* start DATA FOR THIS EXERCISE *

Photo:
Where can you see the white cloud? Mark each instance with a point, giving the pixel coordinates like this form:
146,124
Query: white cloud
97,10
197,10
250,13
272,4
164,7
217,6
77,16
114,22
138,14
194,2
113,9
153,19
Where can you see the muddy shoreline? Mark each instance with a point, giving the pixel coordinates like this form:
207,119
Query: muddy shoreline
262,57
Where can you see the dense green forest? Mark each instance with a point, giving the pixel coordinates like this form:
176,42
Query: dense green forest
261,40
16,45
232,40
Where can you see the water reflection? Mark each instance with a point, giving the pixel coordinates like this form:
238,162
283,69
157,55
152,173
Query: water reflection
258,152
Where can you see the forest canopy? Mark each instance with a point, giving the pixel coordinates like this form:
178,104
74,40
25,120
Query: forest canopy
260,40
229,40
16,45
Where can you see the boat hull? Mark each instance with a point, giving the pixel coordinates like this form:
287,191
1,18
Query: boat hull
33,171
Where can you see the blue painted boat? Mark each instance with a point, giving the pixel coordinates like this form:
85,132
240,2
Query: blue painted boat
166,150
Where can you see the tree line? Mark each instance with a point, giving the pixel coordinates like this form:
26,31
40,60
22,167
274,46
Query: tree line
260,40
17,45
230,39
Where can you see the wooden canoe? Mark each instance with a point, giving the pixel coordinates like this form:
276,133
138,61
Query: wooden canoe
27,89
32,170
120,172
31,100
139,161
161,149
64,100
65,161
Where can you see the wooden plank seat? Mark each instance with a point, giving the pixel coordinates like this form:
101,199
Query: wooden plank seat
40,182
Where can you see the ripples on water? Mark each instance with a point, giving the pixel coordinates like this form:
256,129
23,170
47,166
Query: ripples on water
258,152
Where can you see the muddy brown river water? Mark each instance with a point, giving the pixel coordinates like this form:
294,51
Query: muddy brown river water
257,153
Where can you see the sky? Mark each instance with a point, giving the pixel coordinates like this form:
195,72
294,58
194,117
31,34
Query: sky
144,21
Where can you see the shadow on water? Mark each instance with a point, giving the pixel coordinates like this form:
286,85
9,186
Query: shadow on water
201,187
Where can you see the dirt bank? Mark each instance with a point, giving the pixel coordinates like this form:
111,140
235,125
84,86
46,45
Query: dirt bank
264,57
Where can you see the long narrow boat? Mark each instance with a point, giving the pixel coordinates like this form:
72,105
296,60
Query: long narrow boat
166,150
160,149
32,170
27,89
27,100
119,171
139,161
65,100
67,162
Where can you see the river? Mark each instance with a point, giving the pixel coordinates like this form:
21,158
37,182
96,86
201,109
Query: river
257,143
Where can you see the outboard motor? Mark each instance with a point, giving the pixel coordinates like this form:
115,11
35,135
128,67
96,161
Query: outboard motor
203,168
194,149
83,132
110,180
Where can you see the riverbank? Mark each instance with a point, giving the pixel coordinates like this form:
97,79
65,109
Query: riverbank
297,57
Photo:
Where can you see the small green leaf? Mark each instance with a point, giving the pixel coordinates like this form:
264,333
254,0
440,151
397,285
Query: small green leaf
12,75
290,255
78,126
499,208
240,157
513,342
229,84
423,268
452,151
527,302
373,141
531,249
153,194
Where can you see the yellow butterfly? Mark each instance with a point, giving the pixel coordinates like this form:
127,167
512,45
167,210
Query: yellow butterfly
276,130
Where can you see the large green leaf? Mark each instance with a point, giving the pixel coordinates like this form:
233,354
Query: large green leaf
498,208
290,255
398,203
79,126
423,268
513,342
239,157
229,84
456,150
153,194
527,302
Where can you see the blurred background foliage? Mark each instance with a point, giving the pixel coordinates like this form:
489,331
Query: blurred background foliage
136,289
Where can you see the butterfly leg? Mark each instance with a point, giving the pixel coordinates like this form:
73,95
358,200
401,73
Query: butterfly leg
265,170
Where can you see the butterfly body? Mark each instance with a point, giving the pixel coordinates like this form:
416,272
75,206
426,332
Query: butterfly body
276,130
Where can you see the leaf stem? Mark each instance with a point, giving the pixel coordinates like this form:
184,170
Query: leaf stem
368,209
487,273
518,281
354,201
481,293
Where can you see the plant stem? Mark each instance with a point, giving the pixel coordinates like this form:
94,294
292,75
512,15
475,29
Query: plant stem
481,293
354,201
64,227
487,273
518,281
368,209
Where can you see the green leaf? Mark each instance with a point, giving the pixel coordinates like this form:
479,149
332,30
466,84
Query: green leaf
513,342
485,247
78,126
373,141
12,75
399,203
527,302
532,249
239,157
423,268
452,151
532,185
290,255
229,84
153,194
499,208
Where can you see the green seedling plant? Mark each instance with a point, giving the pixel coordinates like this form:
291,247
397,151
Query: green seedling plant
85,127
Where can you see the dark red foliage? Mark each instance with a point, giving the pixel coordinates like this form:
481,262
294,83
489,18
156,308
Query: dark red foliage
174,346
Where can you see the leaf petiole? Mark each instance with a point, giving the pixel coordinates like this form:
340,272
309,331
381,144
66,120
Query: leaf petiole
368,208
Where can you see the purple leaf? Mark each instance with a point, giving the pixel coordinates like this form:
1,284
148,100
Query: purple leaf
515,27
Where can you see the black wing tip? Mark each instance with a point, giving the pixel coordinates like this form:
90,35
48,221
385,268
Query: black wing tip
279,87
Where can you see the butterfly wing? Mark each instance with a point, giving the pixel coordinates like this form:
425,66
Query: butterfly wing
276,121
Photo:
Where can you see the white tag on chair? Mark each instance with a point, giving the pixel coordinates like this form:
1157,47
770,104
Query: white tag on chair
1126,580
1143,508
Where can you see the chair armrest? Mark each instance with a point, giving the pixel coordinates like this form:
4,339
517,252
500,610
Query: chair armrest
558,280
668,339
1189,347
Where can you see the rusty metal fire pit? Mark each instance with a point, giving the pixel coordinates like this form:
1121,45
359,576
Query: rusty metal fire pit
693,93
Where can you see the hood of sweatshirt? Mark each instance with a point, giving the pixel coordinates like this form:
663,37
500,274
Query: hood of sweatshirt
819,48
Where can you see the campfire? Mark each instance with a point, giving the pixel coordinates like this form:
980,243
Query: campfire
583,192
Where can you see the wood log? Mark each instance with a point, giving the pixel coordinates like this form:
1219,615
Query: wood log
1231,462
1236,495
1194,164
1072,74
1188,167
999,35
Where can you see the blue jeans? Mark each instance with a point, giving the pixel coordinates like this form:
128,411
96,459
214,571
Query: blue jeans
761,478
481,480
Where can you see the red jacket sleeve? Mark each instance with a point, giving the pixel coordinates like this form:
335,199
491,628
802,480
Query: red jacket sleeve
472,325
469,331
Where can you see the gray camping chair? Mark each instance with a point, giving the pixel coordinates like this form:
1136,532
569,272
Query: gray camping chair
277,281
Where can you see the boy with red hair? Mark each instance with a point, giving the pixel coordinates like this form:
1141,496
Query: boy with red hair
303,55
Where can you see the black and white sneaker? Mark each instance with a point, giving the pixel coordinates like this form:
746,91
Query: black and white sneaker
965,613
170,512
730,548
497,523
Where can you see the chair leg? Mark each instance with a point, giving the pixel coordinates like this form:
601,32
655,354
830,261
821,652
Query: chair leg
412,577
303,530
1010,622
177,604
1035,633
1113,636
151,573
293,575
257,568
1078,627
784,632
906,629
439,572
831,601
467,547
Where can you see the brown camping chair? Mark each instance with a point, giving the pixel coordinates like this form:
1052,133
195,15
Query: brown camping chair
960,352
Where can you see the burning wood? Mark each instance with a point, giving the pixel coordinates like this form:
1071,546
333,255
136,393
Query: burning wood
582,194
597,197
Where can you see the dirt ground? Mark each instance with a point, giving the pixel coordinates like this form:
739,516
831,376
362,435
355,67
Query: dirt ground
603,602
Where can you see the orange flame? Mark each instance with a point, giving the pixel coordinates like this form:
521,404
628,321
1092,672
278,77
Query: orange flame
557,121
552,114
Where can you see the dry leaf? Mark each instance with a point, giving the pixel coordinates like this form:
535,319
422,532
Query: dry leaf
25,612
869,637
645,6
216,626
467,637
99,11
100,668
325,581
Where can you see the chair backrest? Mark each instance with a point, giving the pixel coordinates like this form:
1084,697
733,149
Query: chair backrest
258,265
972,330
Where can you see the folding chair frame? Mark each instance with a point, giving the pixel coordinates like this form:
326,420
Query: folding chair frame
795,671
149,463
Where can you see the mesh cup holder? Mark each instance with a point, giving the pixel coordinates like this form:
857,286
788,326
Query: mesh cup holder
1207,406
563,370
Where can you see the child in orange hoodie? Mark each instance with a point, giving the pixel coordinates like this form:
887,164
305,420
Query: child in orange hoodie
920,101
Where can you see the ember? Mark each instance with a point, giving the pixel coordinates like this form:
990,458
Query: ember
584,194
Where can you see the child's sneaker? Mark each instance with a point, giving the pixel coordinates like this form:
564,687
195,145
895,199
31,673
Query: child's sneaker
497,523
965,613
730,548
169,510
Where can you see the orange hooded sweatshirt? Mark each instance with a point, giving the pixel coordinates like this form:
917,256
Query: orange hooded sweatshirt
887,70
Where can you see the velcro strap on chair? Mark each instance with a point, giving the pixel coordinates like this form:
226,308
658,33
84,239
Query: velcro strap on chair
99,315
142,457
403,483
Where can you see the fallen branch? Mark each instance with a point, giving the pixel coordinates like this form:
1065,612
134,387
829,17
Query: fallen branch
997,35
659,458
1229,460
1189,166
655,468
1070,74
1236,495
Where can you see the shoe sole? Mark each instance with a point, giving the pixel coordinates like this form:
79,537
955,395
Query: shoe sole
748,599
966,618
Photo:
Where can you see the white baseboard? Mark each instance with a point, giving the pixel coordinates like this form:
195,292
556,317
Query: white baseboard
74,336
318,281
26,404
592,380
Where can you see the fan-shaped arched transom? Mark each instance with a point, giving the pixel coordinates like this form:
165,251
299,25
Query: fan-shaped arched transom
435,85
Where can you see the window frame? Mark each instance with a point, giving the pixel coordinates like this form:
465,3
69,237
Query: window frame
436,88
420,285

* end DATA FOR THIS EXERCISE *

STATED EXERCISE:
Retype the records, starting at the line containing "Where can you see the fan-shaped" and ending with the last line of the records.

PROBLEM SOLUTION:
Where can you see the fan-shaped arched transom? Mark each instance with a point, giving the pixel coordinates like this form:
165,251
299,25
Query: fan-shaped arched transom
435,85
Where can you see the window frame? Mark each instance with a point, giving the pixel coordinates like this form:
465,3
69,237
Query: window frame
436,88
420,285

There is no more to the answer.